Fragmento —

########################################

En estos
días de tristeza, torpezas y malas gestiones en el Real Madrid, reconozco que
lo sigo de unos años a la fecha.
¿Cómo me
volví madridista? De poco servirá enlistar con detalle el vericueto que me hizo
llegar a este puerto, pues era de los que no gustaban de mirar el fútbol en la
televisión. Hubo ocasiones que hasta preferí ir a cascarear a la calle a mirar un
partido de la selección mexicana. Me emocionó más una final que perdimos en
penales con compañeros de la prepa de Acapulco que ver al capitán mexicano
levantar una copa tercermundista, como a las que se accede en esta demarcación,
o una de prestigio como la Medalla de oro en Londres 2012. Pero con el Real
Madrid esa frialdad, ese rechazo de mirar el fútbol en la televisión
desapareció. Quizá también es porque ya no me paso el día completo chutando en
la calle o en el llano, ya nadie me llama a deshoras para ir a jugar, ya nadie
me saca de mi rutina la mayor parte de la semana porque necesitan un goleador.

########################################

Lista de tareas —
1. Según el fragmento sobre el Real Madrid, ¿con quiénes se jugó la final perdida en penales que emocionó más que los triunfos de la selección mexicana?
2. Retoma el fragmento sobre el Real Madrid y continúalo a partir de su última oración.

Registros extraídos:
########################################

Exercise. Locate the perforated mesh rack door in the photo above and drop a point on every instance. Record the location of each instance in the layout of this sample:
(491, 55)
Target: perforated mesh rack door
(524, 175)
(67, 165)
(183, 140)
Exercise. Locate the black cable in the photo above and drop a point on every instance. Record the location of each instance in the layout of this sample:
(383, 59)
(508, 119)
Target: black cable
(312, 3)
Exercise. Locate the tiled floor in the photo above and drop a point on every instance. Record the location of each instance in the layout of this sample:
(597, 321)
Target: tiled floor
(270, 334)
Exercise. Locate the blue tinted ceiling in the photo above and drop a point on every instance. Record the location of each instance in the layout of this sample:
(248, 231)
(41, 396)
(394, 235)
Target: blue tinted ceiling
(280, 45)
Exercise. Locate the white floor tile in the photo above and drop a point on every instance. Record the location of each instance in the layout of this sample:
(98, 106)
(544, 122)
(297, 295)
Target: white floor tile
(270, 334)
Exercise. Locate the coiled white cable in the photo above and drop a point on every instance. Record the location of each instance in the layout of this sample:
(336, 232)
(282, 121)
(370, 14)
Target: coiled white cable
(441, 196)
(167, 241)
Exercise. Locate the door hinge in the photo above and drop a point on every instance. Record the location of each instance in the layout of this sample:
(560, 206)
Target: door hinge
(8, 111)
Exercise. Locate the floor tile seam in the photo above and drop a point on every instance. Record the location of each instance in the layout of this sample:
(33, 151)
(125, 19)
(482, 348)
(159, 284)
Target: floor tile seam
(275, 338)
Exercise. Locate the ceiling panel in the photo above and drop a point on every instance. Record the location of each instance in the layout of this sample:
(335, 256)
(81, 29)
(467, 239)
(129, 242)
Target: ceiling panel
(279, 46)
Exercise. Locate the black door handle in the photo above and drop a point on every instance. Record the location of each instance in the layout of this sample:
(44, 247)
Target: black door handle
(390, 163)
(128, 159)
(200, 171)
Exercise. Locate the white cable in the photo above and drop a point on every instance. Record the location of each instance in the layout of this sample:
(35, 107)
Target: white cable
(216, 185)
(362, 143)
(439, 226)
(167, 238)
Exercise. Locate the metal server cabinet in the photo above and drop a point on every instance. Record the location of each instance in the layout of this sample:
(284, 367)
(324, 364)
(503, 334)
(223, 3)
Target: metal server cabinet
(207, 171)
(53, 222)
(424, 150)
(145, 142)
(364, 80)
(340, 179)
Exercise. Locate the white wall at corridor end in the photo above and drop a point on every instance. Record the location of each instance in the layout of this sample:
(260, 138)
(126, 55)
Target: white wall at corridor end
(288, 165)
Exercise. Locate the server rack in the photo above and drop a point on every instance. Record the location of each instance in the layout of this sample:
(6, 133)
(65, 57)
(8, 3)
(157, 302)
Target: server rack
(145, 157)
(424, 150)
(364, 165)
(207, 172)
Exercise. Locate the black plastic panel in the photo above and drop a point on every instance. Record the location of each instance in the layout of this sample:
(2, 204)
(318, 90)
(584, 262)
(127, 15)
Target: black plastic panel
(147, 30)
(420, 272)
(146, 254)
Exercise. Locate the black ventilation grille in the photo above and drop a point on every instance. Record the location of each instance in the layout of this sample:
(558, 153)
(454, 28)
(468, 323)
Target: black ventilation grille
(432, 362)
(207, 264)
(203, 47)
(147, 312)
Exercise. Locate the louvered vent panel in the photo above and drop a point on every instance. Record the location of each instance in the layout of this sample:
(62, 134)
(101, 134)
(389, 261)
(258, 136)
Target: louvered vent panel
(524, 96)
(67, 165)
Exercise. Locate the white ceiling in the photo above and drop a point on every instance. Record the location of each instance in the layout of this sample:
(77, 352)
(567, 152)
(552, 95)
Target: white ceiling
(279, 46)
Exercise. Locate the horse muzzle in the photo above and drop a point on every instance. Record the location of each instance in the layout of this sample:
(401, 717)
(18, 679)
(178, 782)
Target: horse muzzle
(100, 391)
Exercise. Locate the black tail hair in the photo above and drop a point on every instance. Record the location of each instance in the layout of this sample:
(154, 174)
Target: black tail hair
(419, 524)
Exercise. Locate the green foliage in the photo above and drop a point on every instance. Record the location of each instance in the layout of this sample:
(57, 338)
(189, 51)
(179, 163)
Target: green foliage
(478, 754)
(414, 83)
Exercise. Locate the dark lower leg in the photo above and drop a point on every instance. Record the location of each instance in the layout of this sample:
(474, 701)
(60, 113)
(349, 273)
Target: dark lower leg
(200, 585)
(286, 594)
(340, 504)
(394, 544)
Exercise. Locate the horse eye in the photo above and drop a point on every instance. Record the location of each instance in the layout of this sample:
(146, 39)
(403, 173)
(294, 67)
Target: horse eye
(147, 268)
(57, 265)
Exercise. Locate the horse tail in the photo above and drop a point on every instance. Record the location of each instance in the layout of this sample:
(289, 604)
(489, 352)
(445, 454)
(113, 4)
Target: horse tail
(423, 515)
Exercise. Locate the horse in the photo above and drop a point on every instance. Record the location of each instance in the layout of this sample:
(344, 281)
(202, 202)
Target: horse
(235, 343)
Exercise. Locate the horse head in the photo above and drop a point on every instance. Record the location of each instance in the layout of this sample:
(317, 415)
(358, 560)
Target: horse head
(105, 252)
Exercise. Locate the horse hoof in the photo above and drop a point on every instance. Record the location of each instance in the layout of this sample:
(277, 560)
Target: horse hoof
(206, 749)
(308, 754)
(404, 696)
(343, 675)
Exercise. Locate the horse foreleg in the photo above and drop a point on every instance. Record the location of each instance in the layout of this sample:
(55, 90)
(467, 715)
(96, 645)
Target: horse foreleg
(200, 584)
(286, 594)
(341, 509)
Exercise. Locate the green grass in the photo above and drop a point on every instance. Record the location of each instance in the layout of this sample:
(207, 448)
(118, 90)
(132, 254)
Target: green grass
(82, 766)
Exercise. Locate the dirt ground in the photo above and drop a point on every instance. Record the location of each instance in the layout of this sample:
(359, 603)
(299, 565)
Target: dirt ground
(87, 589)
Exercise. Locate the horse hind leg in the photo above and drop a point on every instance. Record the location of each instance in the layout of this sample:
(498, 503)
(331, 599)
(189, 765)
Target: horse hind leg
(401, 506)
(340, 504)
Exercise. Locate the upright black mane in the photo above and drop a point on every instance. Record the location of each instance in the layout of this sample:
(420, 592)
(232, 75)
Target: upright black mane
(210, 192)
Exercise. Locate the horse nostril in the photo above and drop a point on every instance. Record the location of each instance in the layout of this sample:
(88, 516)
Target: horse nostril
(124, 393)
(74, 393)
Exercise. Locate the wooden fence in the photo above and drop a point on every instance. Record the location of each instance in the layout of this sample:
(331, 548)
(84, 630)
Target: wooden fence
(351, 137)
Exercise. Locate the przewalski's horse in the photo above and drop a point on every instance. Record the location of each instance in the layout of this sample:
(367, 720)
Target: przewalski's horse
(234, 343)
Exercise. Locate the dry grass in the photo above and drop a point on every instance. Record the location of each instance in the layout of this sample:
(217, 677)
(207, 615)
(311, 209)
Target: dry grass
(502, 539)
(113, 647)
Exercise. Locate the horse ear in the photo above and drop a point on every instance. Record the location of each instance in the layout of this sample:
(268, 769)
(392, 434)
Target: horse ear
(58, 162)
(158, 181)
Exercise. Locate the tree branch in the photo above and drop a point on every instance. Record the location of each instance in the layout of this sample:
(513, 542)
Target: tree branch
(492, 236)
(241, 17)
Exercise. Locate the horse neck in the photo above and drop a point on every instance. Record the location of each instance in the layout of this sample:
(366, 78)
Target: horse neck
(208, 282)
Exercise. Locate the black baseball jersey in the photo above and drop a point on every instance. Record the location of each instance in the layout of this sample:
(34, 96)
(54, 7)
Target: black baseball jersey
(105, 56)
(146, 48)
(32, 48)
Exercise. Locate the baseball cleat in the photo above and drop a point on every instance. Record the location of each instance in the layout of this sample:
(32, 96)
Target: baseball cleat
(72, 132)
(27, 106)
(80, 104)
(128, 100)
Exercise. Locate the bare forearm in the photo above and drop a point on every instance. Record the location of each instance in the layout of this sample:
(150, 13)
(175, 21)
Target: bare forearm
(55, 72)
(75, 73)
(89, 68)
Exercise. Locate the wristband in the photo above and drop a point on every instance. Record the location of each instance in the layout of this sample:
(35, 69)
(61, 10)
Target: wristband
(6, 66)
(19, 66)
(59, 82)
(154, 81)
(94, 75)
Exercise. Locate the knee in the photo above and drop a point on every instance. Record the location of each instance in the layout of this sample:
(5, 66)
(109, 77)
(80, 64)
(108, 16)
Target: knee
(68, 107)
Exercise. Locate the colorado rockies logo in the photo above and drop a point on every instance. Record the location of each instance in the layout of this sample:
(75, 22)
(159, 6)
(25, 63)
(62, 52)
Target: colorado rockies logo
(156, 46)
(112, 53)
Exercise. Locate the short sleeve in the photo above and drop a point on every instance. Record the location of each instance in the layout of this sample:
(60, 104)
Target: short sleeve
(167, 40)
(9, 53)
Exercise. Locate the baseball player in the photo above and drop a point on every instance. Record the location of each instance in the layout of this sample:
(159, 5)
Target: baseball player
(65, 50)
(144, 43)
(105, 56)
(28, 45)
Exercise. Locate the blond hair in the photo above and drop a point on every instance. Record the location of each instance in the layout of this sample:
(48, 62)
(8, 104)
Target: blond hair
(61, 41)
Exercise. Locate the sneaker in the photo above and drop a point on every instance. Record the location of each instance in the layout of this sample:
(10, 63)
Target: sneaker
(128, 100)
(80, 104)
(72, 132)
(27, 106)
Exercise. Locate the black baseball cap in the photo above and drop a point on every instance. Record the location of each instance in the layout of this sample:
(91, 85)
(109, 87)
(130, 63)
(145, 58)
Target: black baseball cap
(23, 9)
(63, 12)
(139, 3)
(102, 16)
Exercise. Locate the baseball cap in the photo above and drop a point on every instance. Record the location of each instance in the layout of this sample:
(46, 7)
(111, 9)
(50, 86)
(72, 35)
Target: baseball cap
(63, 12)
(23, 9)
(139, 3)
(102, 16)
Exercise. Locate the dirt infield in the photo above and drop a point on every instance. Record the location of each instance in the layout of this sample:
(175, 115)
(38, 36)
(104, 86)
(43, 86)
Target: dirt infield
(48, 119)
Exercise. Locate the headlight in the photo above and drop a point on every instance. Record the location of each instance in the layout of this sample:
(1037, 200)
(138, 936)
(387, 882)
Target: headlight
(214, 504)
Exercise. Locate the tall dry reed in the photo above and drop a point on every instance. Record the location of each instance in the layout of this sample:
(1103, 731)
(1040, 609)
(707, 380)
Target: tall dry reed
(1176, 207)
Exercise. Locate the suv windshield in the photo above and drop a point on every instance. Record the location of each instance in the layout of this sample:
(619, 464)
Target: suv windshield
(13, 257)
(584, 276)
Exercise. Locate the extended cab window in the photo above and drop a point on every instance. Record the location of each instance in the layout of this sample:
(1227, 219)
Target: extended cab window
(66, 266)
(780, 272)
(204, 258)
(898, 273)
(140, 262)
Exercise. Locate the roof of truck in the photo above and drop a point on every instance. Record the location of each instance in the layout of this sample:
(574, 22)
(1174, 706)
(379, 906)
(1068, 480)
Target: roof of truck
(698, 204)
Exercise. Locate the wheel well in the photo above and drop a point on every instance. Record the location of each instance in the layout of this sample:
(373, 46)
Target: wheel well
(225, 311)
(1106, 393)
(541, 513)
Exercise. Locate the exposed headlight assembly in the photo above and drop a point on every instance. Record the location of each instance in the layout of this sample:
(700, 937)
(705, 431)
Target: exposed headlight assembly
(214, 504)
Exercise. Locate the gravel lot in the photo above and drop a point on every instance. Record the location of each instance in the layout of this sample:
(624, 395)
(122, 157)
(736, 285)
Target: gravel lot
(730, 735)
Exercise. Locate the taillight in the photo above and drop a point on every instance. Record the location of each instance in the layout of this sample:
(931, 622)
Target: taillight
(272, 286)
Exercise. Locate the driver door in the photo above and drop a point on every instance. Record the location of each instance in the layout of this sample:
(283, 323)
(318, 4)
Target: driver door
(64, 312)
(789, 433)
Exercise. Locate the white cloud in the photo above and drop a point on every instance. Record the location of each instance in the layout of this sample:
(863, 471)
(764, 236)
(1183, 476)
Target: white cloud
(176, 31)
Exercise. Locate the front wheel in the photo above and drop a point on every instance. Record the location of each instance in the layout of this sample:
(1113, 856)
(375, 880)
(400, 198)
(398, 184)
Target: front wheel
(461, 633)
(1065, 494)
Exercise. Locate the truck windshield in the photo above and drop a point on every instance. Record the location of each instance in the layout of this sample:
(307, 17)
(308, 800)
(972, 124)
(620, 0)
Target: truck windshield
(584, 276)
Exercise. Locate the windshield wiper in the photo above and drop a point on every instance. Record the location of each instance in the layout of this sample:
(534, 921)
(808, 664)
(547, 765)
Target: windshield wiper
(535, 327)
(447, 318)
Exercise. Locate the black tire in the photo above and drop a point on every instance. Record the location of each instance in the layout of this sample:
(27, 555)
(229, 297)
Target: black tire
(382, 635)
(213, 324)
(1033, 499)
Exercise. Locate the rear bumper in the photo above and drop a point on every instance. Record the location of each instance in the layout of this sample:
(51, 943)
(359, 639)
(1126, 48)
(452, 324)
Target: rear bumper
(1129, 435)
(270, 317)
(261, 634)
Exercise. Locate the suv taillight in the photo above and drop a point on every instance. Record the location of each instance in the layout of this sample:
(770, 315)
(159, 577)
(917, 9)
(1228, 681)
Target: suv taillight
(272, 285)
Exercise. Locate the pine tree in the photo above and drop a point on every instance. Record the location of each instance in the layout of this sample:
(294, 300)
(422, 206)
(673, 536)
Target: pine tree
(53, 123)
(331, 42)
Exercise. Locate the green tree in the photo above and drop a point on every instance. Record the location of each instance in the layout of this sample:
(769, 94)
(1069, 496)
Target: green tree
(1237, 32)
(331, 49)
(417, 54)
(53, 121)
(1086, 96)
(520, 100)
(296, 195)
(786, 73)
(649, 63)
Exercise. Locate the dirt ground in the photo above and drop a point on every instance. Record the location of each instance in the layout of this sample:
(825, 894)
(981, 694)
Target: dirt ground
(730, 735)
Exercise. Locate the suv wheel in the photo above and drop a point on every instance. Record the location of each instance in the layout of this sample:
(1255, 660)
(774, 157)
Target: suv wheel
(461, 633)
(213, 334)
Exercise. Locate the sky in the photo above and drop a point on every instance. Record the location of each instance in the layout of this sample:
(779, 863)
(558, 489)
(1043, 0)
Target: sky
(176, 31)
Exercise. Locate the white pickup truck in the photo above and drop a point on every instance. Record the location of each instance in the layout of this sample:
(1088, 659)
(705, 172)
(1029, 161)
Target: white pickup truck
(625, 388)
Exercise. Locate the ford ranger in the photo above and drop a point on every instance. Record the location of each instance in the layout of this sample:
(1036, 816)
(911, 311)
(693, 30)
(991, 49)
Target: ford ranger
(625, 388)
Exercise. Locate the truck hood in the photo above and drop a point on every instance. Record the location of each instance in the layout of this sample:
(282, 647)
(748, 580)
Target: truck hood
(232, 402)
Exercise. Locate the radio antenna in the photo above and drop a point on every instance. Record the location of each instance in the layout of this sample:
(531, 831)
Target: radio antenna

########################################

Respuestas por tarea —
1. Con compañeros de la prepa de Acapulco.

2.
Recuerdo
que estaba en Madrid, era 2009. Mi roomie era barcelonista y yo, antes de ser
madridista, era antibarcelona: los responsables principales fueron la supuesta humildad
de Messi y Guardiola: yo no creo en los humildes, en el fondo son hipócritas
envueltos en un halo de simpatía mística. Ella se la pasaba mirando los
partidos del Barcelona y en la acera de enfrente, en el Real Madrid, se gestaba
una táctica mediática: el tipo más perverso, más egoísta, con ínfulas de dios
griego, empezaba a meter un gol tras otro, era Cristiano Ronaldo. Y yo siento
mayor empatía, estoy más cómodo con tipos perversos, sin aires de pureza, que
se miran el ombligo sin descanso para decir que son el mejor experimento de la
naturaleza; sí, esos humanos que ellos mismos se autonombran semidioses y no
esperan a la generación siguiente para que les pongan la etiqueta de
históricos, trascendentales en esta fugaz eternidad de vida humana.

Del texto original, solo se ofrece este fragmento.